YOUR TASK
Every line of the entries below that mentions "positive" is to be copied out.

──────── DATA SUPPLIED ────────

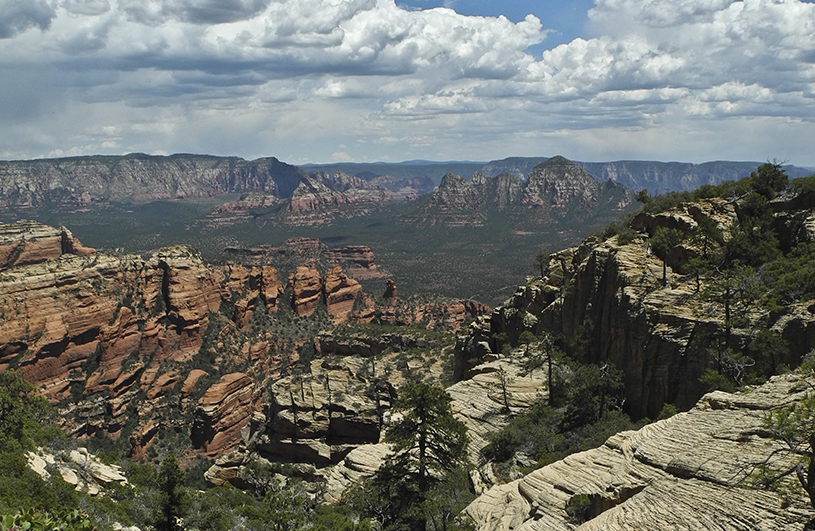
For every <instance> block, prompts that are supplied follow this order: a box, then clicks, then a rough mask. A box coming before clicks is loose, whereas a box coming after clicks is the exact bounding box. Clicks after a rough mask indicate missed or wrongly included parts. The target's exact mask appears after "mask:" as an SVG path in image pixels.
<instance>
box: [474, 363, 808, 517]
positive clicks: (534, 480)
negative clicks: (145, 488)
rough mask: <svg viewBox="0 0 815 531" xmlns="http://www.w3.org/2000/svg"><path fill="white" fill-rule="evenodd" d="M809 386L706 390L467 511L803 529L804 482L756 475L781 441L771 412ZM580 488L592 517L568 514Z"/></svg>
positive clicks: (485, 494) (543, 516) (495, 491)
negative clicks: (773, 436) (758, 487)
mask: <svg viewBox="0 0 815 531" xmlns="http://www.w3.org/2000/svg"><path fill="white" fill-rule="evenodd" d="M811 386H812V382H806V381H802V380H801V379H800V378H799V377H797V376H795V375H782V376H776V377H773V378H772V379H771V381H770V382H769V383H767V384H765V385H763V386H761V387H758V388H752V389H750V390H749V391H748V392H745V393H740V394H735V395H731V394H727V393H723V392H720V391H717V392H715V393H711V394H708V395H705V396H704V397H703V398H702V399H701V400H700V401H699V403H698V404H697V405H696V407H695V408H693V409H692V410H691V411H689V412H687V413H680V414H678V415H675V416H673V417H671V418H670V419H667V420H663V421H660V422H656V423H654V424H649V425H647V426H645V427H644V428H642V429H640V430H638V431H627V432H622V433H619V434H617V435H614V436H613V437H611V438H609V439H608V440H607V441H606V443H605V444H604V445H603V446H601V447H599V448H596V449H594V450H589V451H587V452H582V453H578V454H574V455H571V456H569V457H567V458H565V459H563V460H561V461H558V462H555V463H553V464H551V465H548V466H545V467H543V468H541V469H538V470H536V471H534V472H532V473H531V474H529V475H527V476H526V477H524V478H522V479H520V480H517V481H513V482H511V483H508V484H506V485H501V486H497V487H493V488H492V489H490V490H489V491H487V492H486V493H484V494H483V495H482V496H480V497H479V498H478V499H476V500H475V501H474V502H473V503H472V504H471V505H470V506H469V507H468V508H467V513H468V514H469V515H470V516H471V517H472V518H473V519H474V520H475V524H476V527H477V528H478V529H479V530H480V531H509V530H515V531H531V530H543V529H546V530H558V529H562V530H564V531H565V530H571V529H580V530H587V531H588V530H594V529H598V530H599V529H603V530H612V531H613V530H618V529H619V530H622V529H669V528H670V529H722V530H737V529H758V528H761V529H772V530H775V529H777V530H781V529H784V530H787V529H801V528H802V527H803V525H804V523H806V522H807V521H808V520H809V519H810V518H812V516H813V514H812V509H811V507H810V506H809V503H808V500H807V499H806V498H805V496H804V495H803V494H804V493H803V490H800V486H799V485H798V486H796V485H794V484H791V485H792V487H791V488H792V490H791V491H790V492H791V494H787V495H782V494H781V493H779V492H777V491H768V490H764V489H758V488H755V487H754V486H753V485H752V483H751V482H752V480H751V478H750V477H749V476H750V474H751V473H752V472H754V471H755V470H756V465H757V464H759V463H761V462H763V461H764V460H765V459H766V458H767V457H769V456H770V454H771V453H772V452H773V451H774V450H776V449H779V448H782V446H783V443H782V442H781V441H779V440H773V439H772V438H770V437H769V436H768V433H767V430H766V429H765V428H764V419H765V416H766V414H767V413H768V412H769V411H771V410H773V409H775V408H778V407H781V406H785V405H788V404H791V403H794V402H795V401H797V400H801V399H802V398H803V397H804V395H805V394H806V393H807V392H808V389H810V388H811ZM782 455H783V454H782ZM786 463H787V464H789V463H790V461H789V459H787V461H786ZM778 466H779V467H780V466H781V465H780V464H779V465H778ZM790 481H795V480H794V479H791V480H790ZM576 495H585V496H587V497H588V500H589V502H590V506H589V507H588V510H587V514H586V518H587V521H585V522H584V523H579V522H578V523H576V522H574V521H573V520H572V519H571V518H570V516H569V515H568V514H567V512H566V509H567V506H568V505H569V502H570V500H571V499H572V498H573V497H574V496H576ZM784 496H787V497H784Z"/></svg>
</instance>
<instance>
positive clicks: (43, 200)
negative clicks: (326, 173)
mask: <svg viewBox="0 0 815 531" xmlns="http://www.w3.org/2000/svg"><path fill="white" fill-rule="evenodd" d="M305 177H308V175H307V174H306V173H305V172H303V171H302V170H301V169H299V168H297V167H296V166H292V165H290V164H286V163H284V162H280V161H279V160H278V159H276V158H274V157H270V158H262V159H257V160H253V161H246V160H244V159H241V158H238V157H214V156H210V155H188V154H179V155H170V156H167V157H164V156H153V155H145V154H141V153H135V154H130V155H125V156H93V157H70V158H61V159H43V160H30V161H0V208H3V207H6V208H10V207H39V206H42V205H43V204H44V203H52V204H53V203H57V204H66V205H69V206H77V205H78V206H84V205H89V204H93V203H95V202H99V201H121V202H135V203H140V202H148V201H152V200H156V199H177V198H185V197H201V196H214V195H220V194H225V193H231V192H263V193H266V194H269V195H273V196H276V197H290V196H291V195H292V193H293V192H294V190H295V189H296V188H297V186H298V184H299V183H300V180H301V179H303V178H305Z"/></svg>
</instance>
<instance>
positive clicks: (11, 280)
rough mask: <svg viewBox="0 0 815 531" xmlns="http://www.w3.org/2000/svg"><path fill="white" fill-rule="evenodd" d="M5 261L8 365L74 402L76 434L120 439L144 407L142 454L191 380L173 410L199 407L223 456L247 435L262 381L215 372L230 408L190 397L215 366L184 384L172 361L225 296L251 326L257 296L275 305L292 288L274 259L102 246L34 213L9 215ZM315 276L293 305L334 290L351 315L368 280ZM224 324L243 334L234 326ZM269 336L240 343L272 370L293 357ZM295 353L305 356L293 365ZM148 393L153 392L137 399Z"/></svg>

────────

RESULT BELOW
positive clicks: (534, 480)
positive clicks: (485, 494) (543, 516) (495, 491)
positive clicks: (43, 200)
positive clicks: (11, 280)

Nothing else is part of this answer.